- _WORK REQUIRED_
State how many lines of the records contain the word "blurred". Provide only the number.

- _GIVEN DATA_
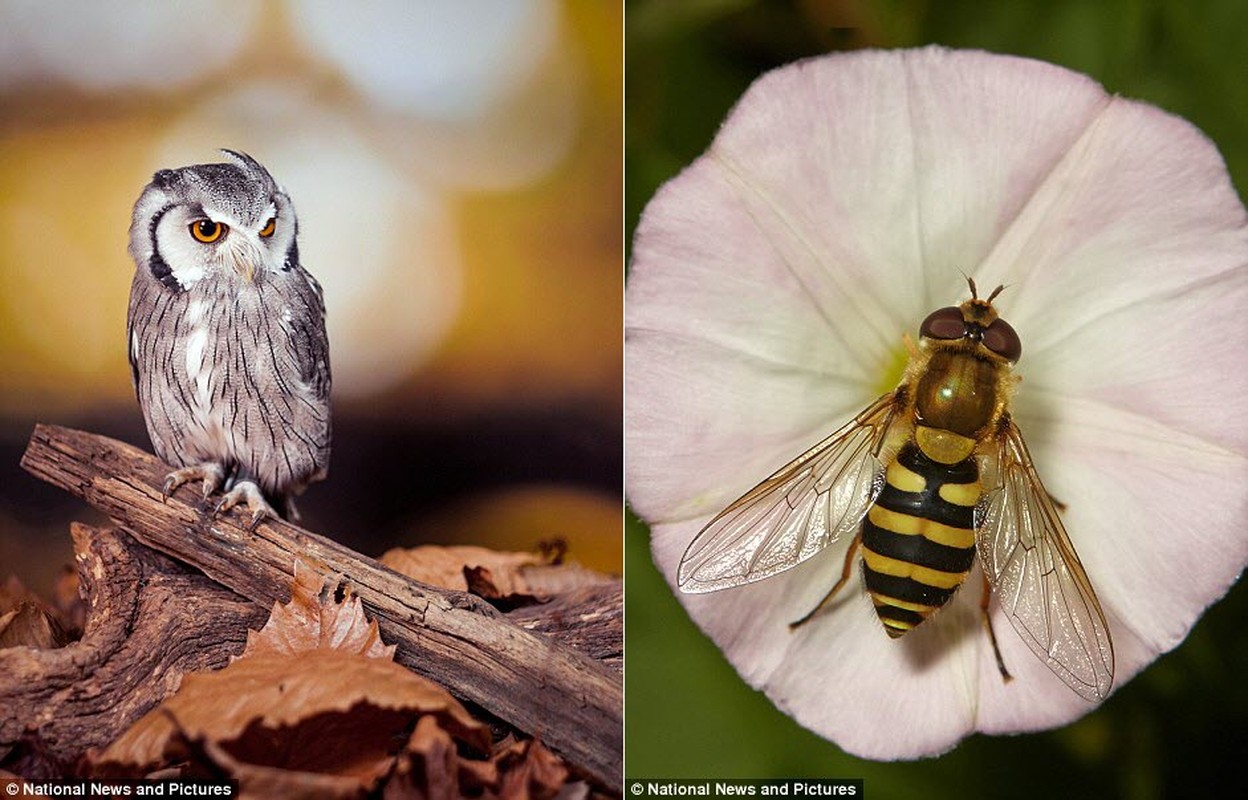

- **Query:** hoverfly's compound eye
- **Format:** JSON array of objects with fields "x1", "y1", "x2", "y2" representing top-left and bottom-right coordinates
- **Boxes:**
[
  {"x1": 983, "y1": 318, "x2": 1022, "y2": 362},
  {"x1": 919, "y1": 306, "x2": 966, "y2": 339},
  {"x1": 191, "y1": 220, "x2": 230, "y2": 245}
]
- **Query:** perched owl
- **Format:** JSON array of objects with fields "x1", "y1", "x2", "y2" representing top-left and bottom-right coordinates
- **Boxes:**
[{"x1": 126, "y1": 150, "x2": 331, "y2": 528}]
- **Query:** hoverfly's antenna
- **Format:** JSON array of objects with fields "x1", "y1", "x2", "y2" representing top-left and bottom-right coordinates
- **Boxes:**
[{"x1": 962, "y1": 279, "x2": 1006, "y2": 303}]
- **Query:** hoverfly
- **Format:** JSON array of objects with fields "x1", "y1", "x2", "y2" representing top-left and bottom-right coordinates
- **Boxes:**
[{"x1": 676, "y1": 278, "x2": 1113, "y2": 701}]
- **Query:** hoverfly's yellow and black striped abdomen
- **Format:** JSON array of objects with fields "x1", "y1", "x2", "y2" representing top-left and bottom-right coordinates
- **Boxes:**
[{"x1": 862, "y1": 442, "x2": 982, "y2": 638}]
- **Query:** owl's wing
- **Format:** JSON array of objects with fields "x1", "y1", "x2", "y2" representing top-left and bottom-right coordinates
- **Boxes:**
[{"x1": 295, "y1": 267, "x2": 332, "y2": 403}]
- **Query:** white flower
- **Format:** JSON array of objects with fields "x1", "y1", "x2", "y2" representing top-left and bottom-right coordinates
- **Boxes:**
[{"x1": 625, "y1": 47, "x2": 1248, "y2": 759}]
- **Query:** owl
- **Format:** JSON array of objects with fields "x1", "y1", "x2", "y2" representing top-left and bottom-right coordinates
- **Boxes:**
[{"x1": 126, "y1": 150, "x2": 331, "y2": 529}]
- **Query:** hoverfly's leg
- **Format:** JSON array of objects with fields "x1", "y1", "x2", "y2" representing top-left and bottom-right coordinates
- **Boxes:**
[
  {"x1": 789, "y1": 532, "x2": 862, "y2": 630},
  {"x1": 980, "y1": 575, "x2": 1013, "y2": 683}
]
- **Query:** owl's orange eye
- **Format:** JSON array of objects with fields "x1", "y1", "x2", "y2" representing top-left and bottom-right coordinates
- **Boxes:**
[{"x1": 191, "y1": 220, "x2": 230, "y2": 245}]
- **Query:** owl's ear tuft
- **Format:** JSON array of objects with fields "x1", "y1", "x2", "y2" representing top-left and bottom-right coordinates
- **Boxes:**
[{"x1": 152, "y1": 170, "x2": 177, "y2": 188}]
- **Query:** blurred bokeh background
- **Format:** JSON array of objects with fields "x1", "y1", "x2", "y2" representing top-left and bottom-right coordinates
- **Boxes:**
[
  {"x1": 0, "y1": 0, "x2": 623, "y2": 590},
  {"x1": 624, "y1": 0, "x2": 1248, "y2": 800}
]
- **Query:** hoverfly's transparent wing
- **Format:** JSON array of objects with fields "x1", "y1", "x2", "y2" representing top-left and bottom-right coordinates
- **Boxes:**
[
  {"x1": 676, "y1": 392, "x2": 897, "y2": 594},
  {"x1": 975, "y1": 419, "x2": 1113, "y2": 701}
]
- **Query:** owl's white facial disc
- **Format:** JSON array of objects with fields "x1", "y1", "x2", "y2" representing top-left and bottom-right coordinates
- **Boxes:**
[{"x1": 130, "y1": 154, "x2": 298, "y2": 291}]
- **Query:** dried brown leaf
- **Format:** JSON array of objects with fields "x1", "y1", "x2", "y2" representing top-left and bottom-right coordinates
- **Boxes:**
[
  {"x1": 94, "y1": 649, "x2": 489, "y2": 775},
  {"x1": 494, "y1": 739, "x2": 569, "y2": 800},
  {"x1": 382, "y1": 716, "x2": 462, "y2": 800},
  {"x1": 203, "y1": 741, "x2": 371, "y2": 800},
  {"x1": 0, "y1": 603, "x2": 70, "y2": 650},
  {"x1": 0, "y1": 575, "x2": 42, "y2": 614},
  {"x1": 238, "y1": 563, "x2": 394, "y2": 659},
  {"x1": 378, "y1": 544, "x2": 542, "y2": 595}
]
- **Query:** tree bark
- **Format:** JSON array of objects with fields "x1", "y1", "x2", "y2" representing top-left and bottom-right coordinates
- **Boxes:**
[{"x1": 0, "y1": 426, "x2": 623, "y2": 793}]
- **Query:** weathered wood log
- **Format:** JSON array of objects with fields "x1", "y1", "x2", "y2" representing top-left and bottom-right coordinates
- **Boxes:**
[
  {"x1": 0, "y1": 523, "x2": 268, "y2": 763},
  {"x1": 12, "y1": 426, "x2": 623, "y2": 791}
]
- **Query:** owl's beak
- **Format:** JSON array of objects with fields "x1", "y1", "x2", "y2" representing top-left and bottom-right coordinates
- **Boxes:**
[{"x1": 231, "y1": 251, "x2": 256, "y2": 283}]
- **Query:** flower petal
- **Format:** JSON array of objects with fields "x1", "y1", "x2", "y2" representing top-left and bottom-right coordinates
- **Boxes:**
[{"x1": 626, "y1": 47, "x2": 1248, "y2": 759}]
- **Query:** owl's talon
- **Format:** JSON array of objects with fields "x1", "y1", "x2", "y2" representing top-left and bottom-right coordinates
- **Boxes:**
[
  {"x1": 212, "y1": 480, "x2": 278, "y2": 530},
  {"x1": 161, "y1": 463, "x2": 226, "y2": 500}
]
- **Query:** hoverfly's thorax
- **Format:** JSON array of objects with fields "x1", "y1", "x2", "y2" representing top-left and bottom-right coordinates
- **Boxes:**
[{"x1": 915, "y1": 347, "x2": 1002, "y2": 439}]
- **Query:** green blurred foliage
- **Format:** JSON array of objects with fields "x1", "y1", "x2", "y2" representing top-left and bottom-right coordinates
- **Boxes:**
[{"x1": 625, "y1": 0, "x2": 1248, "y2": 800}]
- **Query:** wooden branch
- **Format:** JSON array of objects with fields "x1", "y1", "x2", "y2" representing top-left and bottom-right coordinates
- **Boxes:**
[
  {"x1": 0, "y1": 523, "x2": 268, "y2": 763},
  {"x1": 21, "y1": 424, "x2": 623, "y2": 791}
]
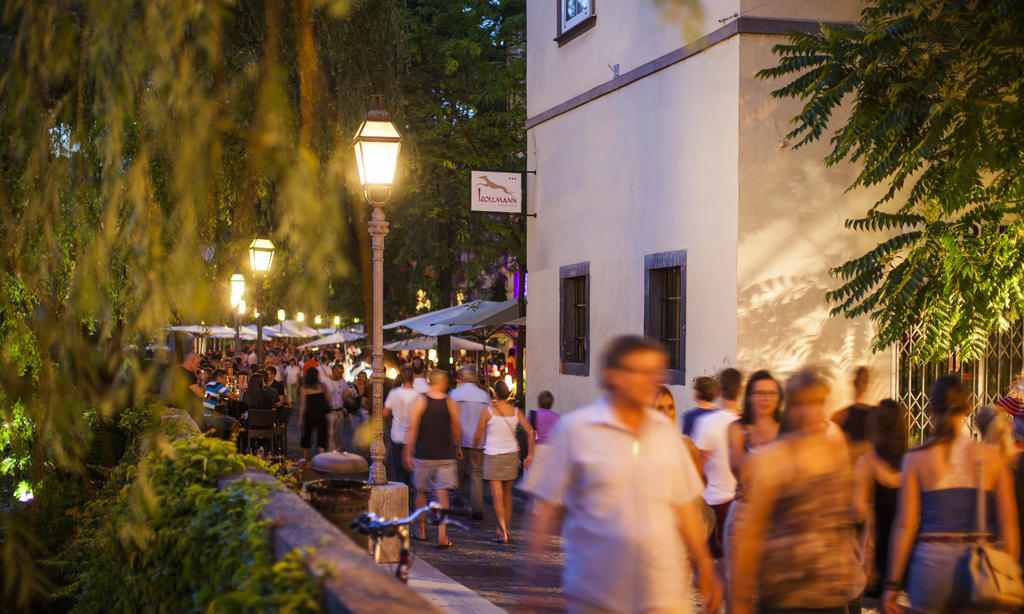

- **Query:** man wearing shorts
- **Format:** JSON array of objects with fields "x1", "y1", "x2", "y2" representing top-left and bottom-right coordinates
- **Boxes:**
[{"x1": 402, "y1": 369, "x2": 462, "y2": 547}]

- _CORRECT ANSWER_
2